On June 11, 2021, the New York Times team covering the COVID-19 pandemic during 2020 won the Pulitzer Prize for Public Service. Eddie Burkhalter, a 2020 Poynter-Koch Media and Journalism Fellow at the Alabama Political Reporter, had been a contributor of reporting to the overall effort.
Burkhalter’s achievement is even more remarkable considering he had left journalism just a few years before. Told by his employer that he couldn’t investigate allegations of sexual misconduct, Burkhalter quit his job to follow the story wherever it led.
We spoke with Burkhalter about courage and how the Poynter-Koch Media Fellowship helped him relaunch his journalism career. The conversation is adapted for length and clarity.
Burkhalter: I fell into journalism. I studied social work, but a buddy of mine worked at a weekly. He knew I liked to write and encouraged me to apply for a job. I got it and have loved journalism ever since. Probably because I’ve always been an inquisitive person. A plane crashed in my yard when I was two and a half. I always wanted to meet the people who survived the crash. I eventually wrote their story.
Then I left journalism for a bit. I read a column in 2017 in which a Pulitzer Prize-winning Alabama journalist alluded to his wife’s experience with sexual harassment at a local newspaper. He said her first publisher had attacked her. I was curious. It didn’t take long to figure out that the paper was my own. I reached out to the writer, and he confirmed my hunch.
I started working on the story and went over my approach with my managing editor. He was supportive at first, but then talked to the publisher. I was ordered off the story. I gave them a few days to change their minds, but they didn’t. So I quit a job I loved.
Journalists go through this all the time. When you’re a young reporter, it’s hard to be able to say, “I know this to be right.” You have to trust your instincts. I knew I wasn’t going to be able to kill a piece like that.
So I sourced and wrote the story on my own. I contacted the victims — there was more than just the one — and former staff. I also had it checked by a lawyer, and then published it as a freelancer. The publisher eventually stepped down.

***

Write out the Burkhalter interview word for word, everything from "I started working" down to "eventually stepped down.". Work only from the interview with Eddie Burkhalter above.

● **Information**
***

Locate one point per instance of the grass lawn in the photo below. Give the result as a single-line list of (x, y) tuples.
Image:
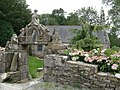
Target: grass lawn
[(35, 63)]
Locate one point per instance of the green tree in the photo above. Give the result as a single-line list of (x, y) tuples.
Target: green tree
[(72, 19), (89, 20), (89, 15), (16, 12), (114, 14), (6, 32), (47, 19), (59, 15)]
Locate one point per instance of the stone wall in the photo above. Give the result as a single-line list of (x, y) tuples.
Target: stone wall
[(16, 73), (78, 74)]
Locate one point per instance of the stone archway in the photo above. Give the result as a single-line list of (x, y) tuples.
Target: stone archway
[(31, 32)]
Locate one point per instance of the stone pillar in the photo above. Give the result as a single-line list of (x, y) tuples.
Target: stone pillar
[(2, 63), (23, 63)]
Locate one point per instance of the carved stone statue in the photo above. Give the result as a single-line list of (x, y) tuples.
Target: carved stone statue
[(56, 38), (13, 44), (35, 18)]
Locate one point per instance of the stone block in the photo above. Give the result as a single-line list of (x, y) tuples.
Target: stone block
[(49, 61), (23, 69), (2, 67)]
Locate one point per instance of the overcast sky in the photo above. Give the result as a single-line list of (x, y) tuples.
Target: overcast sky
[(46, 6)]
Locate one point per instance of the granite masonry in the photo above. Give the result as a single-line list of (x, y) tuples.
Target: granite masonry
[(59, 69)]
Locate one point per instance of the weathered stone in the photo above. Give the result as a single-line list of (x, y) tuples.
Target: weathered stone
[(14, 63), (79, 74)]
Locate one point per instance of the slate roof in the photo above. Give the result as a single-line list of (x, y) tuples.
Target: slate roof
[(65, 32)]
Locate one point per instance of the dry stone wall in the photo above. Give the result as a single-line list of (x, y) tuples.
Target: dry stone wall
[(78, 74)]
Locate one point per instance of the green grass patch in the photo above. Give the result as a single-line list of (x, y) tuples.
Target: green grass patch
[(33, 64)]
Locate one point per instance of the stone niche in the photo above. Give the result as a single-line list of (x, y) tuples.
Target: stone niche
[(58, 69)]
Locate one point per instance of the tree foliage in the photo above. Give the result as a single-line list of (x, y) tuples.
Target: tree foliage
[(72, 19), (84, 38), (114, 14)]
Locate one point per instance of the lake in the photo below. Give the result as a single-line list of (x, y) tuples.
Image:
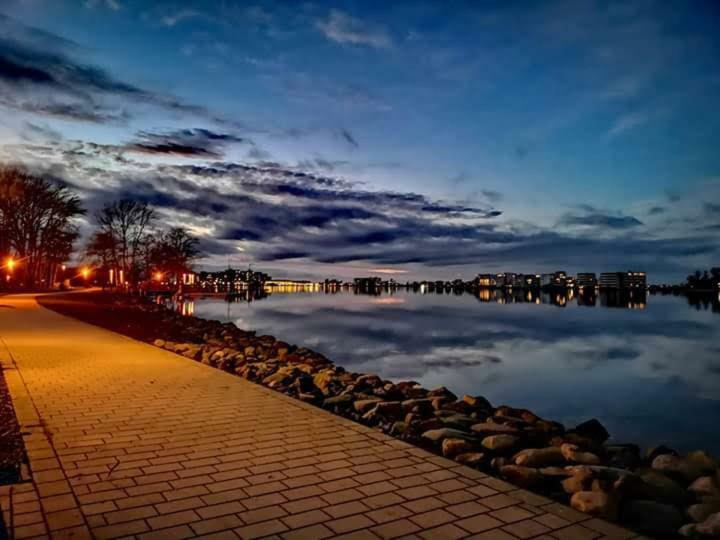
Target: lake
[(651, 374)]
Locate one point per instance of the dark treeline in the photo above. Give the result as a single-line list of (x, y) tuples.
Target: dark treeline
[(40, 225), (705, 280)]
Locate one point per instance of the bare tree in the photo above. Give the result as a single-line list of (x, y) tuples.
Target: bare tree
[(174, 252), (36, 224), (124, 234)]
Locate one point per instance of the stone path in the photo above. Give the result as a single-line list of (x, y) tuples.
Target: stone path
[(127, 440)]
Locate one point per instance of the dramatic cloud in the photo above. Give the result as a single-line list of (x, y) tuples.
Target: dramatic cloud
[(600, 220), (201, 143), (40, 78), (343, 28)]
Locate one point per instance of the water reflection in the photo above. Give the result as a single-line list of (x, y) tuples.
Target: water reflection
[(647, 366)]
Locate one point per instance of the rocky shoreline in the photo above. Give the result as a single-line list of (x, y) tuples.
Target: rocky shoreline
[(659, 492)]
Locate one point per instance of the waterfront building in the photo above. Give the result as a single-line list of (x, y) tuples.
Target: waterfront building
[(556, 279), (623, 280), (586, 280), (368, 284), (486, 280)]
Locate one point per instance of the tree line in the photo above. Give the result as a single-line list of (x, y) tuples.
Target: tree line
[(40, 227)]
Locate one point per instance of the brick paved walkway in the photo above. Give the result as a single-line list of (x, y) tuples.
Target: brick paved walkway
[(127, 440)]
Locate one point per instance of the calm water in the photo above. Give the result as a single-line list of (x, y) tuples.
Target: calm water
[(651, 375)]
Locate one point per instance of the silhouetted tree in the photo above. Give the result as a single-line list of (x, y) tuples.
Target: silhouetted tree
[(36, 224), (174, 252), (123, 238)]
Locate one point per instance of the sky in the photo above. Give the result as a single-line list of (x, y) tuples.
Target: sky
[(407, 139)]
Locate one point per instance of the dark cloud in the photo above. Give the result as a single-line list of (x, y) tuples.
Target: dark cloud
[(348, 138), (198, 142), (37, 75), (600, 220), (712, 208), (657, 210), (492, 196)]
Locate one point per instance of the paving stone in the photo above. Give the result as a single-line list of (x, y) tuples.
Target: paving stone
[(149, 444)]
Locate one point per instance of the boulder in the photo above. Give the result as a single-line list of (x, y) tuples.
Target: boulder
[(341, 400), (705, 486), (500, 443), (539, 457), (573, 454), (398, 428), (525, 477), (594, 503), (437, 435), (701, 511), (477, 402), (472, 459), (491, 428), (651, 517), (711, 526), (593, 430), (452, 447), (579, 481), (364, 405)]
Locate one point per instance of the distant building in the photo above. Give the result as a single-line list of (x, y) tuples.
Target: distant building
[(556, 279), (369, 284), (587, 280), (623, 280), (486, 280)]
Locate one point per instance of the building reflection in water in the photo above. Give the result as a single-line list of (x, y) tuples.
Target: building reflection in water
[(634, 300)]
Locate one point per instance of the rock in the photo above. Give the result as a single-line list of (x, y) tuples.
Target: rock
[(525, 477), (624, 456), (323, 380), (651, 517), (437, 435), (592, 429), (573, 454), (477, 402), (705, 486), (420, 406), (491, 428), (452, 447), (711, 526), (386, 409), (539, 457), (442, 392), (500, 443), (458, 421), (595, 503), (701, 461), (701, 511), (364, 405), (342, 399), (579, 481), (472, 459), (687, 530), (398, 428)]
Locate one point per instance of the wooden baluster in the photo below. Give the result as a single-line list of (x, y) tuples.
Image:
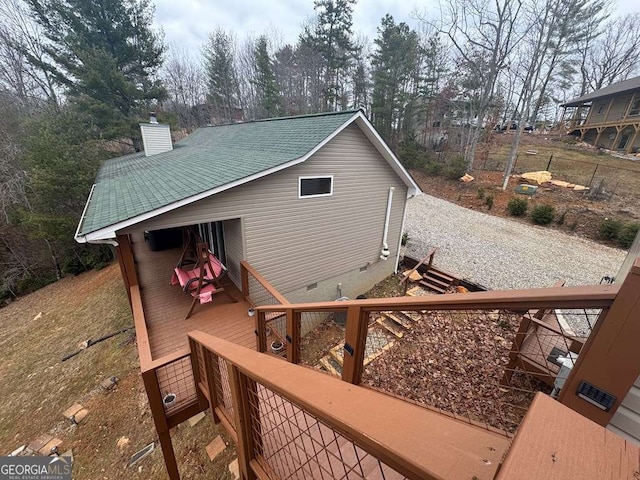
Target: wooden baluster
[(261, 331), (244, 276), (293, 335), (355, 343), (197, 378), (212, 369), (152, 387), (241, 387)]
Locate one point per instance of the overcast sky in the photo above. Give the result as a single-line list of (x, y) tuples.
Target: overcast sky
[(187, 23)]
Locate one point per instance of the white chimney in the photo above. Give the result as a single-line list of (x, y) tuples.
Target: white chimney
[(156, 137)]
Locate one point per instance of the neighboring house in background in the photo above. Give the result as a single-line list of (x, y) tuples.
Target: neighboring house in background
[(311, 202), (607, 118)]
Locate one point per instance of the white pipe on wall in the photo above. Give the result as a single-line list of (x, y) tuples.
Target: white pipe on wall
[(384, 254)]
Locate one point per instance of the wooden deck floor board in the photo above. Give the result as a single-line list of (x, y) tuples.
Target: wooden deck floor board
[(165, 305)]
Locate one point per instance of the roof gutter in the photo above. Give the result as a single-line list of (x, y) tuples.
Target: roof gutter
[(78, 238), (83, 238)]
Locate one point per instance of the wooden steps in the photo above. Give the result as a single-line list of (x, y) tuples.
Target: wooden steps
[(437, 280)]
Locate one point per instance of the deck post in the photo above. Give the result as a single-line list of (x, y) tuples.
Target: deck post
[(197, 378), (261, 331), (609, 359), (244, 279), (242, 419), (152, 387), (212, 368), (293, 335), (355, 339)]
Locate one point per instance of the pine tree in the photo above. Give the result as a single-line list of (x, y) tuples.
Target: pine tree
[(106, 55), (220, 73), (394, 64), (332, 38), (267, 89)]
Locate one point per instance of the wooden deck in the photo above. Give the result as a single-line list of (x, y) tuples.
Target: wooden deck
[(166, 305)]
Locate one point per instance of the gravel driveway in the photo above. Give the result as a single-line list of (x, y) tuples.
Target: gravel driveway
[(500, 253)]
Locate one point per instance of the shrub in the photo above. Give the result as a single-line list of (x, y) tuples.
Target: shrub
[(29, 283), (455, 167), (488, 200), (610, 228), (562, 217), (517, 206), (543, 214), (628, 234)]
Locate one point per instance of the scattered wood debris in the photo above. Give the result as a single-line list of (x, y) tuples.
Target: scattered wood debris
[(455, 361), (234, 469), (466, 178), (193, 421), (75, 413)]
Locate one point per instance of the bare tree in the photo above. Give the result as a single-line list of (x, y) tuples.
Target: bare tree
[(183, 78), (555, 28), (484, 34), (612, 57)]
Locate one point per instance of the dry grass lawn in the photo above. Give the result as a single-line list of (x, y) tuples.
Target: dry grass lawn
[(40, 386)]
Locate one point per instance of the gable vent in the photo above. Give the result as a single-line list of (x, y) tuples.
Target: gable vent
[(156, 137)]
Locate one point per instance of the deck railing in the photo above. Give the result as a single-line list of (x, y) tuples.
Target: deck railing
[(292, 422), (256, 289), (477, 356)]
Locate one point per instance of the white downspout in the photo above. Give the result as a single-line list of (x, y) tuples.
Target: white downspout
[(384, 254), (404, 216)]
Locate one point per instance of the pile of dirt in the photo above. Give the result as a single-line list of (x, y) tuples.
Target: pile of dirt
[(575, 212)]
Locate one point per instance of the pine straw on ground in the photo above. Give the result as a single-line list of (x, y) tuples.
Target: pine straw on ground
[(454, 361)]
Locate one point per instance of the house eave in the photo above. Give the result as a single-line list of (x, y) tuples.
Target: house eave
[(108, 234)]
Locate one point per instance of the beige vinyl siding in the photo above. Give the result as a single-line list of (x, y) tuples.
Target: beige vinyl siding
[(234, 247), (619, 107), (296, 242), (626, 421)]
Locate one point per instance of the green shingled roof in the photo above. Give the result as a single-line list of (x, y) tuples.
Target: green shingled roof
[(209, 158)]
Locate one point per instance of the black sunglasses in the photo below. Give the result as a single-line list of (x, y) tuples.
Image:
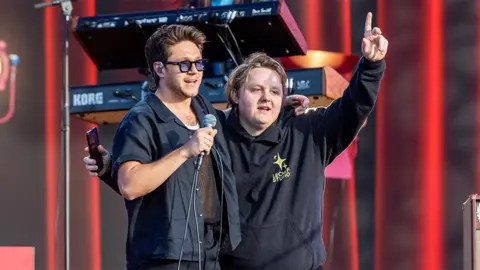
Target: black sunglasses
[(186, 66)]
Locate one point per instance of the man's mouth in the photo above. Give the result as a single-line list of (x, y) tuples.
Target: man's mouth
[(264, 108), (190, 81)]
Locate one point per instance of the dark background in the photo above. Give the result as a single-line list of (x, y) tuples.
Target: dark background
[(417, 162)]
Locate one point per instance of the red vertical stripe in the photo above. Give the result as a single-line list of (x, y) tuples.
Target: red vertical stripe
[(380, 164), (312, 24), (431, 224), (52, 106), (477, 103)]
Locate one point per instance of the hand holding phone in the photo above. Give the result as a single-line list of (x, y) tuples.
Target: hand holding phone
[(93, 142)]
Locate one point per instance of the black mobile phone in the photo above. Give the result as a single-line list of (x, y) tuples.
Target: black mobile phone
[(93, 142)]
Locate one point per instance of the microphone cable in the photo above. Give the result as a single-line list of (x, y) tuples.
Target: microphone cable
[(221, 207), (196, 223)]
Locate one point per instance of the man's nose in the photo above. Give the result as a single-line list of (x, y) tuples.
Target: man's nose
[(266, 95), (193, 69)]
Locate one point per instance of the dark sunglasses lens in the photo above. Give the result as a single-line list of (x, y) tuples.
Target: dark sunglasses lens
[(185, 66), (200, 65)]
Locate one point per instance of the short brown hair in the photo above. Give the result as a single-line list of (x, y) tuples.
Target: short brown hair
[(239, 75), (157, 46)]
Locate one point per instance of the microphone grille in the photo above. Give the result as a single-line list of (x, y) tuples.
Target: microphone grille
[(209, 120)]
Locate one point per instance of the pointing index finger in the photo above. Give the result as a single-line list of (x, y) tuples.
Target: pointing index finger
[(368, 23)]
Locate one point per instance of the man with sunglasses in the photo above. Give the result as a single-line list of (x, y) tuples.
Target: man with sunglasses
[(175, 208)]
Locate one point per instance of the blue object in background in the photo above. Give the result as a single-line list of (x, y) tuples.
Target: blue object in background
[(217, 3), (218, 68)]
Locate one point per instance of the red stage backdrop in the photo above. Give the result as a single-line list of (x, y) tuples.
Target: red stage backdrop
[(418, 158)]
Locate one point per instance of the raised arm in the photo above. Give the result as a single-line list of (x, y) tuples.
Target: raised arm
[(336, 126), (133, 152)]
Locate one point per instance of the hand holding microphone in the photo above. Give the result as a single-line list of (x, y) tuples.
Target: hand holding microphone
[(202, 140)]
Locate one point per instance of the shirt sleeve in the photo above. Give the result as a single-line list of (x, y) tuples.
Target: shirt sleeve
[(336, 126), (132, 141)]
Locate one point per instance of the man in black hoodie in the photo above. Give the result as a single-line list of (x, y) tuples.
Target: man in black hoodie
[(279, 159)]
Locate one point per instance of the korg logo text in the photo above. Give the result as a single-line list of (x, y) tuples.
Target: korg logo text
[(87, 99)]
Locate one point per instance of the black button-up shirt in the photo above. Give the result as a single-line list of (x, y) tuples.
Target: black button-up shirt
[(156, 221)]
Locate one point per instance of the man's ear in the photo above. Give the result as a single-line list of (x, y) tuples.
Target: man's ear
[(235, 97), (158, 66)]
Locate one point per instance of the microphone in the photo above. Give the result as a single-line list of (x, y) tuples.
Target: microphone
[(209, 120)]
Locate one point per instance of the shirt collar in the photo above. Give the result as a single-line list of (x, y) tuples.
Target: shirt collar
[(166, 115)]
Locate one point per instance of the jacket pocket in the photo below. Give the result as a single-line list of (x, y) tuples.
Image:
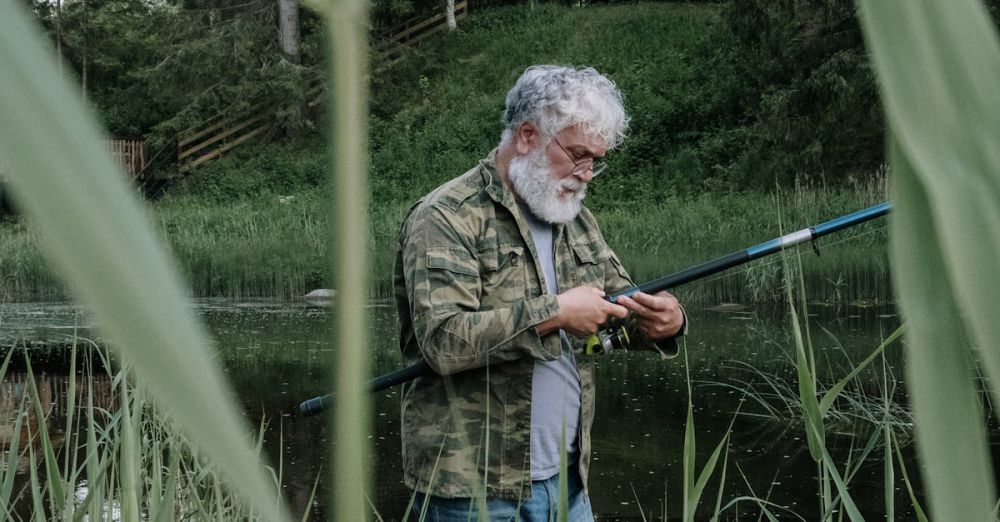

***

● **Reply to the exercise**
I started working on the story and went over my approach with my managing editor. He was supportive at first, but then talked to the publisher. I was ordered off the story. I gave them a few days to change their minds, but they didn’t. So I quit a job I loved.
Journalists go through this all the time. When you’re a young reporter, it’s hard to be able to say, “I know this to be right.” You have to trust your instincts. I knew I wasn’t going to be able to kill a piece like that.
So I sourced and wrote the story on my own. I contacted the victims — there was more than just the one — and former staff. I also had it checked by a lawyer, and then published it as a freelancer. The publisher eventually stepped down.